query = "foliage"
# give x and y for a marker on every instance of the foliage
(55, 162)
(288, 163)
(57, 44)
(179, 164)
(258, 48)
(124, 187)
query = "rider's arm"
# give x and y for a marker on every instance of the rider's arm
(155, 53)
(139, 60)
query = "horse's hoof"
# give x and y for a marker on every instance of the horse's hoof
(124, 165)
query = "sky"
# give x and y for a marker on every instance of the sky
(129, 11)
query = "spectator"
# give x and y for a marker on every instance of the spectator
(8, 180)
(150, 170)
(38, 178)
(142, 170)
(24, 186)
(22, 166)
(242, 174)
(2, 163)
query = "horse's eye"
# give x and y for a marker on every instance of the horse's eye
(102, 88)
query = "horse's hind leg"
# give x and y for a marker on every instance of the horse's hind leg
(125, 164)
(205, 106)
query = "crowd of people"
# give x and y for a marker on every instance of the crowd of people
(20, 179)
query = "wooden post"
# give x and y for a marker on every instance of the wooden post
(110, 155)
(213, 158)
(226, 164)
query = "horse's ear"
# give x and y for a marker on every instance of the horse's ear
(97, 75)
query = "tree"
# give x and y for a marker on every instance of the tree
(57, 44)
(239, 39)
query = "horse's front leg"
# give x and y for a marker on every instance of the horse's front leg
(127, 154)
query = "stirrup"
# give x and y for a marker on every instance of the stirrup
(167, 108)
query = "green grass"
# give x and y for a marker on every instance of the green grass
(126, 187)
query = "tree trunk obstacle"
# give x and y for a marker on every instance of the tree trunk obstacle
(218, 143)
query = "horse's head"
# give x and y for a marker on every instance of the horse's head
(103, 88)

==

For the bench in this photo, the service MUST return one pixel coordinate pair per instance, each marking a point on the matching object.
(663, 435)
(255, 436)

---

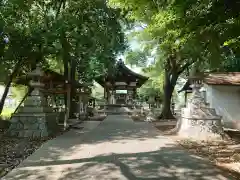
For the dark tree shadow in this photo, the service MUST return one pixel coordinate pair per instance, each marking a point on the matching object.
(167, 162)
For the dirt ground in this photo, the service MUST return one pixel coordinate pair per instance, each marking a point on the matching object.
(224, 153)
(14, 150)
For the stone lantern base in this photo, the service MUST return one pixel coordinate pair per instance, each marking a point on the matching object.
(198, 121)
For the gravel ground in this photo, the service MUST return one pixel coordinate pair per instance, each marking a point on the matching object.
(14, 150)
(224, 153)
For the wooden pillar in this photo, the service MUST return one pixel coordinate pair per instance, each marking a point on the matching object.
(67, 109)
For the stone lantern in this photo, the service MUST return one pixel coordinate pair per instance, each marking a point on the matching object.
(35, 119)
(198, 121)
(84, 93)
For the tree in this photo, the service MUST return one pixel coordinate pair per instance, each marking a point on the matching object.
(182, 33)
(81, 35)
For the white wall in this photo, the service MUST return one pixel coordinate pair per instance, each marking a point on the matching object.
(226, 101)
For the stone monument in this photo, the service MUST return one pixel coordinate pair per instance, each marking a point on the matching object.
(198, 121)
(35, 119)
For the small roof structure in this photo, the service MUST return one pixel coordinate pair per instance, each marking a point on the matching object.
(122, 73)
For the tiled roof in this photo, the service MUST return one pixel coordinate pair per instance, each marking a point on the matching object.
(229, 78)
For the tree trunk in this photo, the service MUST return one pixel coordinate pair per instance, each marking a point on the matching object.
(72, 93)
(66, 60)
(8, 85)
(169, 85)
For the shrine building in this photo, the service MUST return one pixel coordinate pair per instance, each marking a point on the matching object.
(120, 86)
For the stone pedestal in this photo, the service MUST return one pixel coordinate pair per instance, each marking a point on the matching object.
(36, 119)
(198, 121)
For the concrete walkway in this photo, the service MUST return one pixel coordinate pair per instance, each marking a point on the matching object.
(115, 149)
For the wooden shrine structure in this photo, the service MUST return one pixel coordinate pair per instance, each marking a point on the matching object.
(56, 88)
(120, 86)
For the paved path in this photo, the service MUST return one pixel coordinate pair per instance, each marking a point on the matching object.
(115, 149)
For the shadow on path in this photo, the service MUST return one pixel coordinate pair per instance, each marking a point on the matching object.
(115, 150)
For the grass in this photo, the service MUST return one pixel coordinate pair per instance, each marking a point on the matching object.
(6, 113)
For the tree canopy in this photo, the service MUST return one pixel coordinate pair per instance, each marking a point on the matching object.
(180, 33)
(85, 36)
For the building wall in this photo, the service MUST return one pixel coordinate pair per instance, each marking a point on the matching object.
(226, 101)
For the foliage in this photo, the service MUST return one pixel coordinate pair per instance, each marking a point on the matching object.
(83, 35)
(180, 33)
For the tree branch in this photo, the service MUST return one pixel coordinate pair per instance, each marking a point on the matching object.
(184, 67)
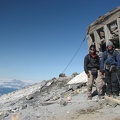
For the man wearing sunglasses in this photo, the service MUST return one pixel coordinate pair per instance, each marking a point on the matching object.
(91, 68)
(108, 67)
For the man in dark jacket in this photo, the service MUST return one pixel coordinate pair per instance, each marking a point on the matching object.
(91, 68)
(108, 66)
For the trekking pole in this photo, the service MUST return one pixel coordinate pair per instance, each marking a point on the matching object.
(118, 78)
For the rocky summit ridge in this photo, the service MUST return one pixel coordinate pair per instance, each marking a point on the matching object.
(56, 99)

- _DO THIS_: Pull out every line of the data above that contains the string "wooden" and copy each one unchanged.

- _THE COMPLETED TASK_:
query = "wooden post"
# give x and y for a marker on every instance of the wooden post
For the wooden pillar in this photo, the service MUST return one pixel coordinate pair per instance, each marking a point on the matching object.
For the wooden shrine structure in this photo, the service MUST return one pixel coordinate pair per instance, each marking a point on the matching object.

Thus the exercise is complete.